*** Begin section ***
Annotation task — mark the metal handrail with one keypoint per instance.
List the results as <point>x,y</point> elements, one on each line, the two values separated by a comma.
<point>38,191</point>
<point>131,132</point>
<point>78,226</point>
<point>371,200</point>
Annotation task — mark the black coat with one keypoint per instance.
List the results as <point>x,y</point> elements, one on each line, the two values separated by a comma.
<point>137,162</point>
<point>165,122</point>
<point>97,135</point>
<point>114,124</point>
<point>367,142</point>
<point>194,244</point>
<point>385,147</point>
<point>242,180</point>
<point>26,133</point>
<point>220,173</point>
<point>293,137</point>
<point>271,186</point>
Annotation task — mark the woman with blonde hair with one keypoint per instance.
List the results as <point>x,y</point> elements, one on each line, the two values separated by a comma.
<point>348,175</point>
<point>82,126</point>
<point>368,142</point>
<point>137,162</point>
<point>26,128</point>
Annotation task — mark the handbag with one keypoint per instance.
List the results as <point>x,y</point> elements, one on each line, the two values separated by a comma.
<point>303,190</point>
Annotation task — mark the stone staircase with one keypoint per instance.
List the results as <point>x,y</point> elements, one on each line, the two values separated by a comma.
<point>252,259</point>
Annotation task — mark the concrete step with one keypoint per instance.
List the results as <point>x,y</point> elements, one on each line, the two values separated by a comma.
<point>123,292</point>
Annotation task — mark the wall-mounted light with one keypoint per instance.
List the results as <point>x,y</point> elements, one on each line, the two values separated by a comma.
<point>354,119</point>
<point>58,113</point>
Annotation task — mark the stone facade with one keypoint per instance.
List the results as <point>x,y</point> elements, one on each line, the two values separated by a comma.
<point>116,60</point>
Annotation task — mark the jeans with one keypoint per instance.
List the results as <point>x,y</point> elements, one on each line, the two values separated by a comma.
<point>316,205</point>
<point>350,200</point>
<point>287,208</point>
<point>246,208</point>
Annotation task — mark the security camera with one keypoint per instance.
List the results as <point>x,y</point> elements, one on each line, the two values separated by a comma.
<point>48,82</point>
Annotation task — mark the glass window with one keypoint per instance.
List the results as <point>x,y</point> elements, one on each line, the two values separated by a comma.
*** End section ***
▸ **Directions for this task**
Every entry must be set down again exactly as it reads.

▸ **Response below**
Annotation task — mark the metal handrail with one keypoint per instance.
List the results as <point>x,y</point> elements, one on each line, the two values separated by a comma.
<point>38,191</point>
<point>131,132</point>
<point>78,226</point>
<point>371,200</point>
Annotation task — mark the black coat with one keypoint per instance.
List the results as <point>x,y</point> elements, one on each line, the two values separated by a comma.
<point>137,162</point>
<point>165,122</point>
<point>97,135</point>
<point>114,124</point>
<point>367,142</point>
<point>194,244</point>
<point>385,147</point>
<point>242,180</point>
<point>26,133</point>
<point>220,173</point>
<point>293,137</point>
<point>271,186</point>
Annotation task — mark the woman with blonde hair with one keypoint per instance.
List the results as <point>x,y</point> elements, one on each line, the two values separated by a comma.
<point>348,175</point>
<point>82,126</point>
<point>368,142</point>
<point>137,162</point>
<point>26,128</point>
Annotation task — mark the handbag with one keypoint per instance.
List the results as <point>x,y</point> elements, one on each line, the two values separated by a comma.
<point>303,190</point>
Annotation task — mark the stone staircase with one keypoint per instance.
List the results as <point>x,y</point> elements, one on each line, the two values separated by a comma.
<point>252,259</point>
Annotation task — mark the concrete step with one keypoint per instance.
List the results as <point>x,y</point> elements, one on each line, the two values separated by a comma.
<point>123,292</point>
Annotation task — mark the wall-mounted light with one keypoint per instance.
List the results as <point>x,y</point> elements, one on each line, the two values separated by a comma.
<point>354,119</point>
<point>58,113</point>
Annotation task — mark the stone facade with one keypoint per instance.
List the results as <point>x,y</point> elements, one on each line, the two values separated by a comma.
<point>116,60</point>
Annotation task — mark the jeans with one keypoint per instance.
List the results as <point>x,y</point> elements, one on each line, the two values separated by a comma.
<point>316,205</point>
<point>350,200</point>
<point>287,208</point>
<point>246,208</point>
Annotation task — mark the security camera with one keypoint per instance.
List the results as <point>x,y</point> elements, one on each line, the two values separated by a comma.
<point>48,82</point>
Annotation task — mark the glass window with one keypoint per instance.
List the results as <point>x,y</point> elements, one on each line, the two values separated by a comma.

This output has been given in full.